===== Data shown =====

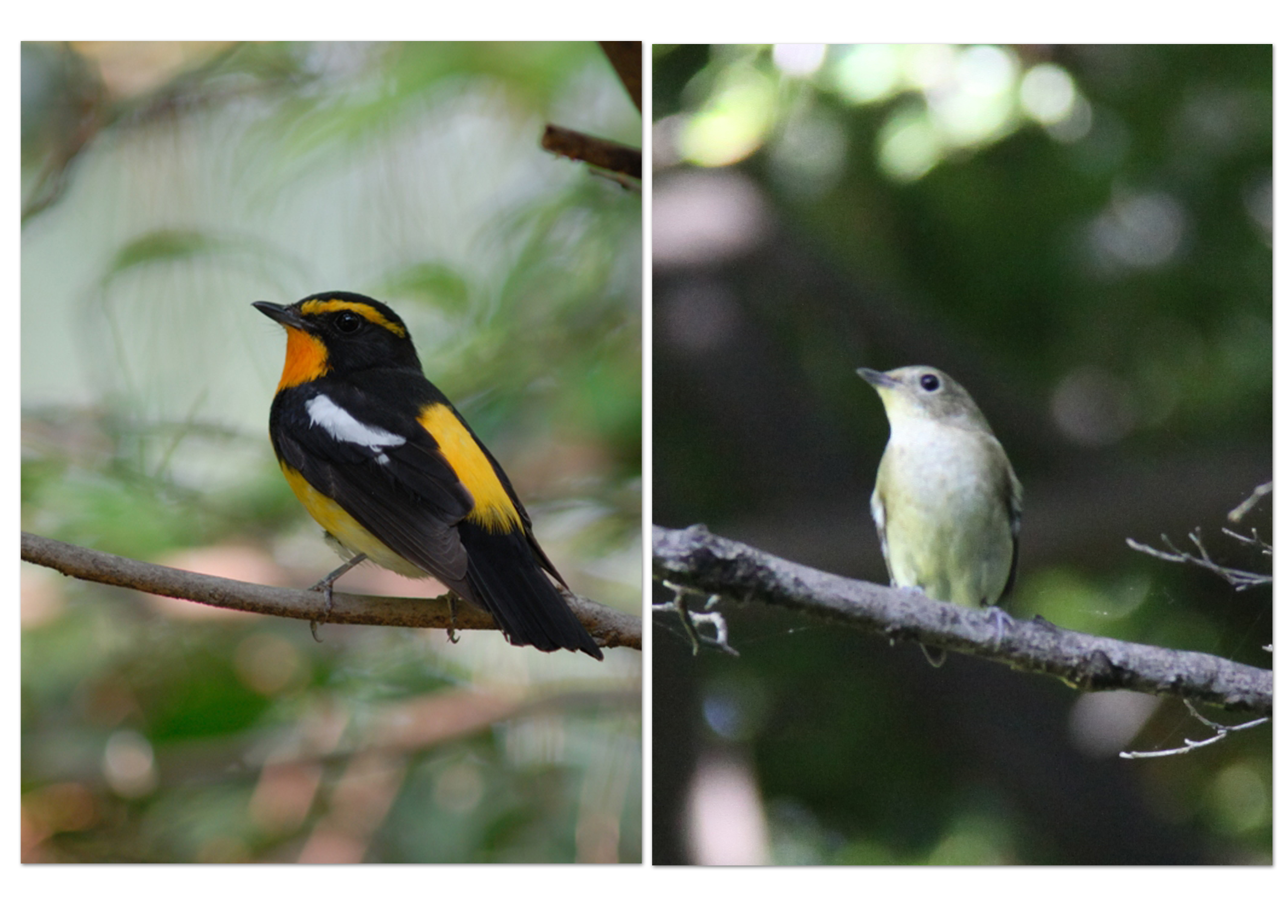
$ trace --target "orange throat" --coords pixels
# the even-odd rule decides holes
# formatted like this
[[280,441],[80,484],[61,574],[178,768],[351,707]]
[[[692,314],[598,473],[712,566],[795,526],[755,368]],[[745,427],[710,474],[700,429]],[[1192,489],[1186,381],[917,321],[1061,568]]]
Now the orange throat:
[[277,390],[290,389],[323,376],[328,369],[326,345],[292,326],[286,327],[286,366]]

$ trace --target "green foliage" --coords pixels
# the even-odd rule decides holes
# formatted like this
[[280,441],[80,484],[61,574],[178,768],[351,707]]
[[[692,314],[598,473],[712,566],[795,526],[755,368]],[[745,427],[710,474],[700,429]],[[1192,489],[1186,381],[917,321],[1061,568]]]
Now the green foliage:
[[[1124,538],[1200,526],[1270,570],[1218,530],[1271,475],[1270,46],[819,50],[654,46],[654,521],[884,583],[889,430],[854,369],[926,363],[1025,487],[1016,615],[1267,665],[1266,590]],[[724,614],[738,660],[657,627],[662,862],[692,859],[685,788],[729,752],[777,862],[1269,861],[1260,727],[1122,762],[1075,741],[1092,703],[1050,680]],[[710,707],[746,678],[769,720],[733,736]],[[1207,735],[1150,710],[1119,748]]]

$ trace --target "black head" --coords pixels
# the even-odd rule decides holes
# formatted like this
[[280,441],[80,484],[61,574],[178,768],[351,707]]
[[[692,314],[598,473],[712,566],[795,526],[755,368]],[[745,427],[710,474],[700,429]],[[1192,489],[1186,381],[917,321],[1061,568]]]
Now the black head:
[[[416,346],[398,314],[361,293],[326,291],[281,306],[259,301],[255,309],[287,328],[287,358],[291,357],[291,330],[321,342],[325,367],[318,372],[346,372],[371,367],[415,367],[420,369]],[[301,354],[313,345],[300,345]],[[305,354],[313,357],[313,354]],[[301,364],[303,366],[303,364]]]

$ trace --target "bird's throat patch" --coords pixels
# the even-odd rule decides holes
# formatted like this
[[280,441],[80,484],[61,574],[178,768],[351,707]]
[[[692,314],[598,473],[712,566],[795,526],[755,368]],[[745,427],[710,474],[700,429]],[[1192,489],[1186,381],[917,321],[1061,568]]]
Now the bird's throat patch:
[[330,369],[326,345],[308,332],[286,327],[286,364],[277,390],[290,389],[325,376]]
[[493,534],[519,530],[519,512],[496,476],[492,462],[452,409],[446,404],[430,404],[420,412],[420,425],[438,441],[456,478],[474,497],[474,508],[465,516],[466,520]]

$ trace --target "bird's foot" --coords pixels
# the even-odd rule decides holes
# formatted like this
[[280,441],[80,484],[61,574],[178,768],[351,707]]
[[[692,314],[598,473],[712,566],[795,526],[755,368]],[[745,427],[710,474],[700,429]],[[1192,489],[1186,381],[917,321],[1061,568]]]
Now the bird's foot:
[[460,636],[456,635],[456,593],[453,591],[447,592],[447,640],[453,645],[460,641]]

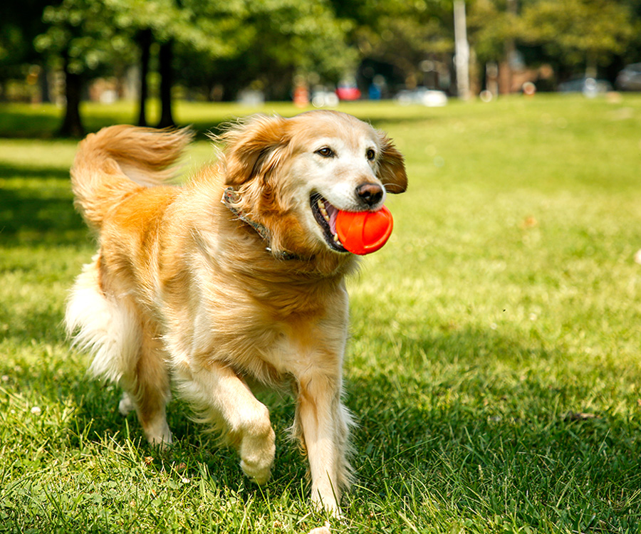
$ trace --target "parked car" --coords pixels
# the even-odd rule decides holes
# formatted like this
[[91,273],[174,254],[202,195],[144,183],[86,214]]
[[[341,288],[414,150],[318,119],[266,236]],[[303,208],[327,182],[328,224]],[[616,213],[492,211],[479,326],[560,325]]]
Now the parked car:
[[336,96],[341,100],[358,100],[360,98],[360,90],[356,85],[340,83],[336,89]]
[[402,105],[422,104],[428,108],[439,108],[447,104],[447,95],[443,91],[419,87],[411,90],[404,89],[400,91],[394,100]]
[[612,84],[607,80],[597,80],[590,76],[582,76],[558,84],[561,93],[583,93],[585,96],[596,96],[600,93],[612,90]]
[[626,65],[617,75],[615,84],[622,91],[641,91],[641,63]]

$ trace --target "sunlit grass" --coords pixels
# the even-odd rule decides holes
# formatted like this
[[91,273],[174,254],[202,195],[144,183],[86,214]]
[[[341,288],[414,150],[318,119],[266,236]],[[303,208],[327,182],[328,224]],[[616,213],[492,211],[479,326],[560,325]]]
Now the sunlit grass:
[[[389,132],[410,187],[387,201],[390,243],[349,283],[359,481],[333,530],[638,532],[641,98],[340,109]],[[246,111],[185,103],[177,116],[205,130]],[[134,112],[85,110],[95,128]],[[68,190],[74,151],[0,140],[0,532],[322,525],[286,439],[290,399],[266,398],[278,441],[261,490],[180,402],[159,454],[118,414],[118,390],[86,377],[60,324],[93,252]],[[198,141],[187,169],[211,154]]]

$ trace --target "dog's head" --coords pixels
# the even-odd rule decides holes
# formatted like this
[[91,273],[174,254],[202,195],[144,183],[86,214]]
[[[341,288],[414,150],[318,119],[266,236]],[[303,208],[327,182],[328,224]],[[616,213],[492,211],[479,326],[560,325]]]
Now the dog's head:
[[407,186],[391,141],[345,113],[255,116],[222,140],[226,187],[239,210],[268,229],[275,252],[347,255],[336,237],[338,211],[377,210]]

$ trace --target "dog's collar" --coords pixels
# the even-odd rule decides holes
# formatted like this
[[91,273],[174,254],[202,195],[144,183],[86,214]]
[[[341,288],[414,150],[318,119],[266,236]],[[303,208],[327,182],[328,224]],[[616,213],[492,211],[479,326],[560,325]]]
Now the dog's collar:
[[[273,251],[271,250],[271,236],[270,234],[269,230],[267,228],[260,223],[257,223],[256,221],[252,221],[249,217],[245,215],[241,210],[239,209],[236,206],[238,204],[239,201],[240,200],[240,196],[238,194],[238,192],[236,191],[233,187],[226,187],[225,190],[223,192],[223,197],[221,199],[221,202],[224,204],[227,209],[231,211],[236,217],[238,217],[241,221],[244,223],[249,224],[251,228],[253,228],[256,233],[258,234],[263,241],[267,243],[267,246],[265,247],[265,250],[267,251],[270,254],[273,254]],[[304,258],[301,258],[300,256],[296,256],[296,254],[293,254],[291,252],[287,252],[286,251],[281,251],[276,256],[276,258],[278,258],[281,260],[303,260]]]

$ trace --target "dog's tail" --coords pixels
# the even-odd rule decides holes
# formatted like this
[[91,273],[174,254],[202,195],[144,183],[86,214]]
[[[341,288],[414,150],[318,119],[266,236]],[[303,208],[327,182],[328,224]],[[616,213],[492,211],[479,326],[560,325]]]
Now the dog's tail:
[[109,210],[142,187],[162,185],[192,137],[188,129],[158,130],[118,125],[80,142],[71,167],[75,205],[100,229]]

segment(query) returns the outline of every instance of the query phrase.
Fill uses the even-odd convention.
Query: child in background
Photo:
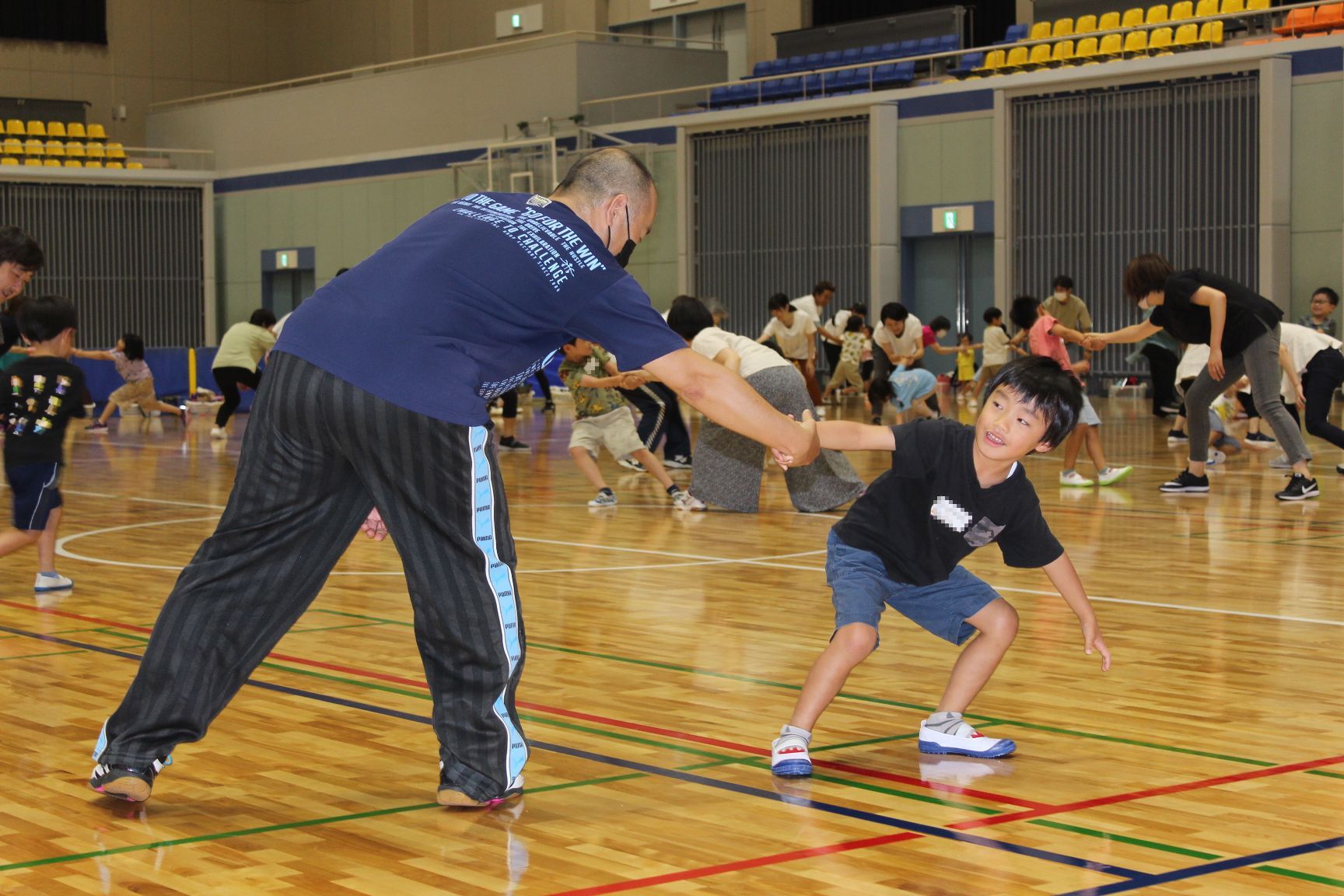
[[[66,424],[83,416],[78,395],[83,371],[70,363],[78,317],[60,296],[24,302],[19,332],[28,357],[5,371],[9,388],[0,399],[4,419],[4,473],[13,500],[13,528],[0,532],[0,556],[38,545],[38,594],[65,591],[74,582],[56,572],[56,528],[60,524],[60,467]]]
[[[851,313],[844,322],[844,336],[840,337],[840,363],[836,364],[831,382],[827,383],[827,391],[821,396],[823,402],[829,402],[831,394],[841,383],[848,383],[855,390],[863,388],[863,377],[859,375],[863,343],[863,318]]]
[[[1054,359],[1060,368],[1073,373],[1074,379],[1078,379],[1079,368],[1086,372],[1087,361],[1078,361],[1078,365],[1075,367],[1073,361],[1068,360],[1068,349],[1064,348],[1064,340],[1082,345],[1083,334],[1075,329],[1068,329],[1058,320],[1047,314],[1046,306],[1040,302],[1040,300],[1032,296],[1019,296],[1012,302],[1008,318],[1019,329],[1027,330],[1027,340],[1032,355],[1042,355],[1044,357]],[[1081,379],[1079,386],[1082,386]],[[1101,450],[1101,418],[1097,416],[1097,411],[1093,410],[1091,402],[1087,400],[1086,390],[1082,391],[1082,396],[1083,407],[1082,412],[1078,415],[1078,429],[1075,429],[1073,435],[1068,437],[1068,441],[1064,442],[1064,469],[1059,474],[1059,484],[1074,488],[1087,488],[1093,485],[1091,480],[1082,477],[1078,470],[1074,469],[1078,463],[1078,453],[1083,443],[1087,445],[1087,457],[1090,457],[1093,463],[1097,466],[1097,481],[1102,485],[1120,482],[1122,478],[1129,476],[1134,467],[1110,466],[1106,463],[1106,454]]]
[[[149,372],[149,365],[145,364],[145,341],[134,333],[124,333],[117,340],[117,348],[110,352],[77,348],[74,349],[74,356],[91,361],[112,361],[117,365],[121,379],[126,380],[125,386],[118,387],[108,396],[108,406],[102,408],[98,419],[89,424],[89,433],[106,434],[108,419],[118,407],[122,416],[128,416],[130,408],[138,406],[140,412],[145,416],[149,416],[149,411],[161,411],[177,416],[183,426],[191,422],[191,415],[185,404],[173,407],[172,404],[160,402],[155,395],[155,375]]]
[[[597,454],[605,445],[613,457],[629,454],[645,470],[653,474],[672,504],[683,510],[703,510],[704,502],[683,492],[663,463],[640,441],[634,429],[634,416],[626,407],[618,388],[636,388],[648,380],[642,373],[622,373],[616,360],[602,347],[586,339],[575,339],[564,344],[564,363],[560,364],[560,382],[574,396],[574,431],[570,435],[570,457],[583,476],[598,490],[589,506],[616,506],[616,493],[602,478],[597,466]],[[606,376],[601,376],[606,373]]]
[[[1078,617],[1083,652],[1097,650],[1102,670],[1110,668],[1087,592],[1051,535],[1020,462],[1068,435],[1081,392],[1054,361],[1030,357],[1005,365],[989,383],[974,426],[948,419],[898,427],[817,424],[823,447],[890,453],[891,469],[831,529],[827,580],[835,631],[771,743],[775,775],[812,774],[812,729],[853,668],[878,647],[878,621],[887,604],[954,645],[978,633],[953,665],[937,712],[919,723],[919,751],[995,758],[1017,748],[1012,740],[978,733],[962,716],[1017,634],[1017,613],[960,566],[992,541],[1008,566],[1044,570]]]
[[[976,349],[982,343],[970,343],[970,333],[957,333],[957,403],[980,407],[976,400]]]

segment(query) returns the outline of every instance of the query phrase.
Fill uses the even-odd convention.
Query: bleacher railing
[[[867,75],[857,77],[857,79],[845,91],[852,93],[855,87],[867,85],[868,90],[874,90],[874,74],[872,70],[884,63],[927,63],[930,75],[922,78],[915,78],[910,83],[925,82],[929,83],[930,77],[937,77],[941,73],[946,73],[950,63],[972,54],[985,54],[988,55],[993,50],[1008,50],[1015,47],[1027,47],[1028,50],[1036,44],[1054,44],[1060,40],[1078,40],[1079,38],[1105,38],[1106,35],[1124,35],[1132,31],[1153,31],[1156,28],[1173,28],[1183,24],[1204,24],[1207,21],[1245,21],[1254,23],[1257,26],[1263,26],[1267,32],[1273,28],[1273,21],[1275,17],[1286,16],[1288,12],[1293,9],[1304,9],[1318,7],[1325,0],[1310,0],[1309,3],[1290,3],[1281,7],[1271,7],[1269,9],[1254,9],[1242,12],[1228,12],[1208,16],[1191,16],[1189,19],[1179,19],[1169,21],[1154,21],[1152,24],[1142,23],[1130,27],[1107,28],[1106,31],[1089,31],[1083,35],[1073,34],[1060,38],[1038,38],[1035,40],[1021,39],[1013,40],[1011,43],[996,43],[988,47],[968,47],[964,50],[952,50],[943,52],[927,52],[913,56],[900,56],[898,59],[882,59],[878,62],[860,62],[848,66],[836,66],[832,69],[810,69],[806,71],[790,71],[788,74],[774,74],[765,75],[761,78],[741,78],[738,81],[726,81],[710,85],[698,85],[695,87],[673,87],[669,90],[650,90],[645,93],[624,94],[620,97],[603,97],[599,99],[585,99],[579,103],[583,113],[583,122],[589,126],[602,126],[614,125],[626,121],[642,121],[646,118],[665,118],[671,116],[681,116],[687,113],[708,111],[718,109],[732,109],[732,107],[750,107],[753,105],[761,105],[762,101],[771,101],[771,97],[765,93],[765,86],[771,82],[781,81],[782,78],[801,78],[804,82],[802,94],[793,97],[796,101],[802,99],[820,99],[828,94],[825,90],[808,90],[806,79],[812,75],[823,75],[823,82],[829,82],[836,73],[840,71],[857,71],[867,69]],[[1146,7],[1145,7],[1146,9]],[[1297,32],[1294,32],[1297,34]],[[1302,31],[1301,34],[1309,34]],[[728,106],[714,106],[712,105],[712,91],[715,89],[734,87],[739,85],[750,85],[754,89],[754,94],[749,94],[749,98],[738,102],[734,101]],[[884,87],[883,87],[884,89]]]
[[[149,111],[183,109],[185,106],[196,106],[203,102],[215,102],[218,99],[235,99],[238,97],[251,97],[254,94],[261,94],[261,93],[289,90],[290,87],[306,87],[312,85],[328,83],[331,81],[348,81],[351,78],[380,75],[380,74],[387,74],[390,71],[405,71],[409,69],[421,69],[423,66],[435,66],[435,64],[442,64],[445,62],[460,62],[464,59],[492,56],[503,52],[513,52],[519,47],[546,47],[546,46],[556,46],[564,43],[575,43],[579,40],[589,43],[620,43],[620,44],[640,44],[640,46],[653,44],[653,46],[675,47],[677,50],[723,50],[722,40],[702,40],[699,38],[659,38],[653,35],[617,34],[614,31],[560,31],[558,34],[538,35],[536,38],[511,38],[509,40],[487,44],[482,47],[468,47],[465,50],[435,52],[427,56],[414,56],[411,59],[398,59],[395,62],[379,62],[370,66],[341,69],[340,71],[327,71],[317,75],[305,75],[302,78],[288,78],[285,81],[273,81],[265,85],[254,85],[251,87],[238,87],[237,90],[220,90],[218,93],[207,93],[196,97],[183,97],[181,99],[155,102],[149,103]]]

=====

-- Exercise description --
Identify every line in the listing above that contains the string "orange", and copy each of those lines. Treat uppercase and lowercase letters as different.

-- Reply --
$ trace --target "orange throat" --coords pixels
Now the orange throat:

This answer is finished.